[BEGIN Data entries]

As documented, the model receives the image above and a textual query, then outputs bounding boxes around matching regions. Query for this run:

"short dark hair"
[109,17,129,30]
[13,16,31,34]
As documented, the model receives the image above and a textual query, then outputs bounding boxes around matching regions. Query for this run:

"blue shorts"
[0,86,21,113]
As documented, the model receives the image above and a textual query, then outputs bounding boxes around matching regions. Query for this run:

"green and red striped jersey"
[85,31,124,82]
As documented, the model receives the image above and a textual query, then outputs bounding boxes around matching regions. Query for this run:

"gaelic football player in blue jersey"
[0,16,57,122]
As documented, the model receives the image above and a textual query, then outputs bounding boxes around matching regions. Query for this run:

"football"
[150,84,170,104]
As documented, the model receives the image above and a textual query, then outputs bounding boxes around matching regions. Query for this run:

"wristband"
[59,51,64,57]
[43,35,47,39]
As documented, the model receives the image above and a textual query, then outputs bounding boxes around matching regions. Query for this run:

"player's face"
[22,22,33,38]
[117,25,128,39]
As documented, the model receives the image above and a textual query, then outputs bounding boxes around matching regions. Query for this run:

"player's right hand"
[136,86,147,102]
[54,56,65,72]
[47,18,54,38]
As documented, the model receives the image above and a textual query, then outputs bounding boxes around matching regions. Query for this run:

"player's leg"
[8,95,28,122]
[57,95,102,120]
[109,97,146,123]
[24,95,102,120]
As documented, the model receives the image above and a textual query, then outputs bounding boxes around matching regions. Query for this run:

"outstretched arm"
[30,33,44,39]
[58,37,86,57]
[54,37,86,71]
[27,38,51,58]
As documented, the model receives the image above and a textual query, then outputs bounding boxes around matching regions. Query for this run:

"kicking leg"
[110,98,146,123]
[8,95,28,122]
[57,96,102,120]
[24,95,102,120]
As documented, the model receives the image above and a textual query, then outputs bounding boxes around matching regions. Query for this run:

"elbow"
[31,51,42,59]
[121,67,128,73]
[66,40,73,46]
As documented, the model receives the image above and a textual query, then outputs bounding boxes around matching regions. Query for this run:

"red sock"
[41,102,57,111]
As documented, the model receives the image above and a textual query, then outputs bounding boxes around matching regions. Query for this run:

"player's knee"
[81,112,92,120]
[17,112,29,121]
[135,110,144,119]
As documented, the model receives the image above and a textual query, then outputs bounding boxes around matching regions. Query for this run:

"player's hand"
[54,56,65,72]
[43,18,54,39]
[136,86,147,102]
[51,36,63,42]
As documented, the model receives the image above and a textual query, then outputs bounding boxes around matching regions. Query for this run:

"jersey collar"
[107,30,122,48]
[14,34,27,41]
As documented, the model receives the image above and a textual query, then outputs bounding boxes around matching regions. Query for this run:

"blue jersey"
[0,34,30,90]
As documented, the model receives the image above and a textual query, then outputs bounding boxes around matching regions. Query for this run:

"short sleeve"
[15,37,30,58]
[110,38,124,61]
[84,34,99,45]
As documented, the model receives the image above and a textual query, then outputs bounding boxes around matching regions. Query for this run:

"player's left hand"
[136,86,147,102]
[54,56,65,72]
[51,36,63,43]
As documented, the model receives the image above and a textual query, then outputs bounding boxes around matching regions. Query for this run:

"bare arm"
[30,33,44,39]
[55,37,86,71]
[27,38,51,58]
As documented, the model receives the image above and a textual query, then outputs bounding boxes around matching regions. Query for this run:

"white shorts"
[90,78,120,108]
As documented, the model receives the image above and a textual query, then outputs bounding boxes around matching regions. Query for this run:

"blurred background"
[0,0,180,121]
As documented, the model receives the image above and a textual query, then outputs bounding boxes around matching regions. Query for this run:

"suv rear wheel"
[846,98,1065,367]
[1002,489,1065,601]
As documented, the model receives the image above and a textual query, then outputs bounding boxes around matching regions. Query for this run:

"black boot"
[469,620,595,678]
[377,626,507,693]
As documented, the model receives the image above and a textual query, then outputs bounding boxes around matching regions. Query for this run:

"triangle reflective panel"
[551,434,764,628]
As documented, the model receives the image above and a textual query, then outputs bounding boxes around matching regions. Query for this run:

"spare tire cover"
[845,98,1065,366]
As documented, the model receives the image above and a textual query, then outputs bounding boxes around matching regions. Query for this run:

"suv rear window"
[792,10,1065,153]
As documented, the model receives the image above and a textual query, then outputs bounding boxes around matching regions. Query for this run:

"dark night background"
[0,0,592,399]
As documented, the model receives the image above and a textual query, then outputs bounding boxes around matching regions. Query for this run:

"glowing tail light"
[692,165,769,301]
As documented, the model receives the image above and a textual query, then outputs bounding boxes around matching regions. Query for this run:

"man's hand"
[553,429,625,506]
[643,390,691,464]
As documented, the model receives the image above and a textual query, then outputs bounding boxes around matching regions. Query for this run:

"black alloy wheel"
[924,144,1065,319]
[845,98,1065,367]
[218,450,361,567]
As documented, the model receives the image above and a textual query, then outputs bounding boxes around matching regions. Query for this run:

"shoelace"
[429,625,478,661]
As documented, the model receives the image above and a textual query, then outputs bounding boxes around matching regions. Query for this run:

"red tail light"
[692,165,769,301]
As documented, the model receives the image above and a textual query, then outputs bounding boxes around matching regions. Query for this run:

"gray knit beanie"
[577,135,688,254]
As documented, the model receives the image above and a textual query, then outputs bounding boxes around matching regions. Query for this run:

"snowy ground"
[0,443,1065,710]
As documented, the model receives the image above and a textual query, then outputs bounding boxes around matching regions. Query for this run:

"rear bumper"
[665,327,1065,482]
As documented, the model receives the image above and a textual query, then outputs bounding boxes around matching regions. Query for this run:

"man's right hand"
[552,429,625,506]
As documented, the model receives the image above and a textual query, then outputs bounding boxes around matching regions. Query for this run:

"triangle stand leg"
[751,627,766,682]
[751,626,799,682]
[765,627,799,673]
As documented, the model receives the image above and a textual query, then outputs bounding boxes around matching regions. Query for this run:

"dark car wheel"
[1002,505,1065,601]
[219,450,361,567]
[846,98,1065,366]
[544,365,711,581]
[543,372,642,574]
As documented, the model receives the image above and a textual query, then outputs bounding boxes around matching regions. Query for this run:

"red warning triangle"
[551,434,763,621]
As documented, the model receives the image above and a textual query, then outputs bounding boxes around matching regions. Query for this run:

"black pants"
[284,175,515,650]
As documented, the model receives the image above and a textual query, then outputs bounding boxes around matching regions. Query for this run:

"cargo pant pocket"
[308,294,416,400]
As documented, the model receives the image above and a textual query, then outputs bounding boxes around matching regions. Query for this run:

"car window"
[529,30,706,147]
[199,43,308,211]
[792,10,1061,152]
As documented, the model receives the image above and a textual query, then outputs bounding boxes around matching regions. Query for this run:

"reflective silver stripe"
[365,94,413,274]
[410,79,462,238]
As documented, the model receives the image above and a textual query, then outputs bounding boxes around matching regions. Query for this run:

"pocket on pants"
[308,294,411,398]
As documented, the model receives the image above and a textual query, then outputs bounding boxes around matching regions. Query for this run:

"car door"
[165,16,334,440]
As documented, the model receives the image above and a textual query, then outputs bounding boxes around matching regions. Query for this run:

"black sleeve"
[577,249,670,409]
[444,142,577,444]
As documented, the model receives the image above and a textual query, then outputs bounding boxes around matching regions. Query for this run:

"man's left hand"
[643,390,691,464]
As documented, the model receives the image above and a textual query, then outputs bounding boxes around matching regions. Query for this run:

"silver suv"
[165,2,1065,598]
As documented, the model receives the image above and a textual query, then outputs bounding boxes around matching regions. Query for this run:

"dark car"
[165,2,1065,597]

[END Data entries]
[BEGIN Data entries]

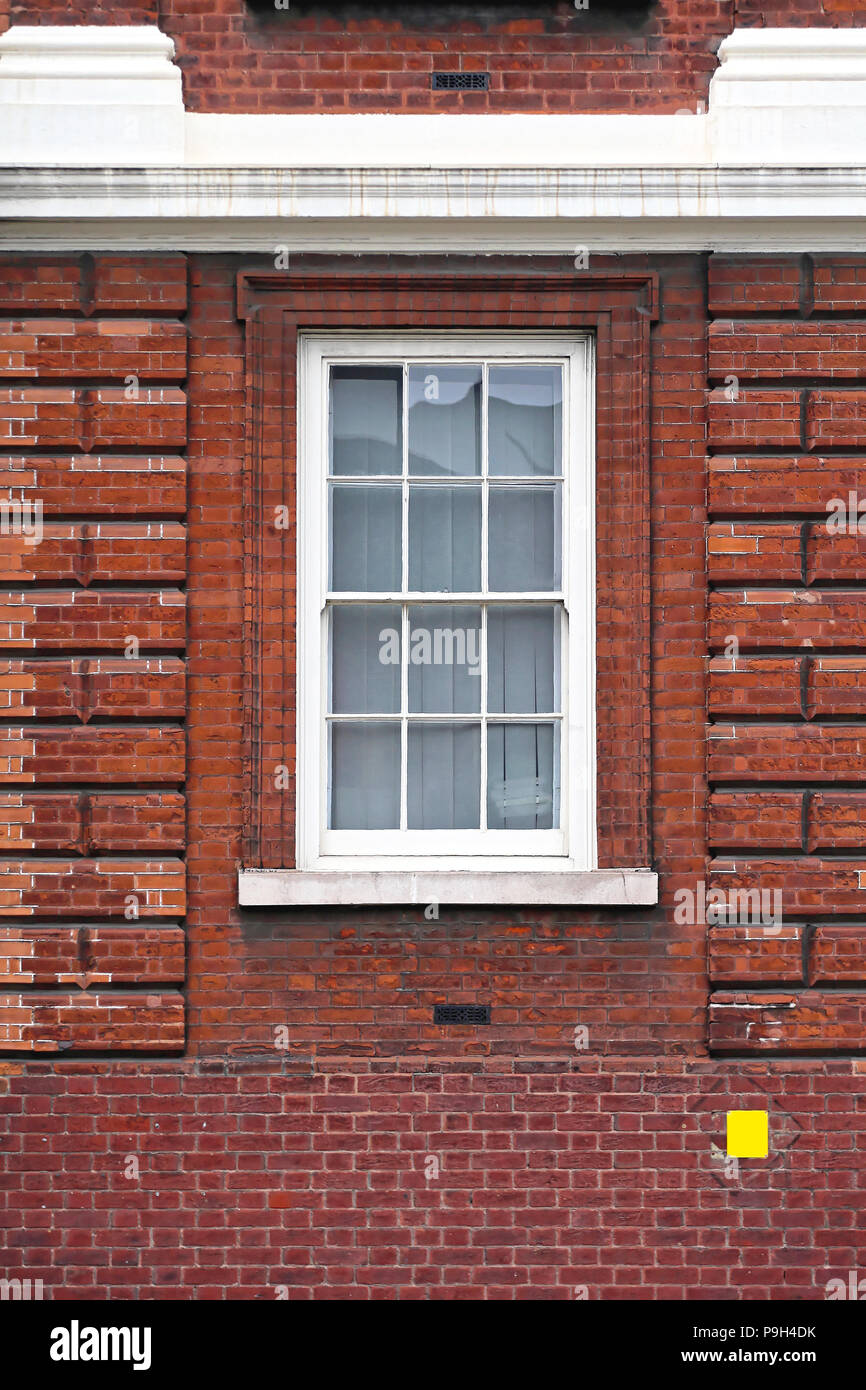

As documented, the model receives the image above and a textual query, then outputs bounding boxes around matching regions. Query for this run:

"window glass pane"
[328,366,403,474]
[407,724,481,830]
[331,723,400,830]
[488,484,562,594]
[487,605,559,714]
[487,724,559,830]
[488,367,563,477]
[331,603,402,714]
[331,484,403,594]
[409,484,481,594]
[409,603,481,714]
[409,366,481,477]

[END Data entries]

From the material above, pick out every line that contains the word "window" and copy each one out.

Answer to the task
"suv rear window"
"car window"
"window glass pane"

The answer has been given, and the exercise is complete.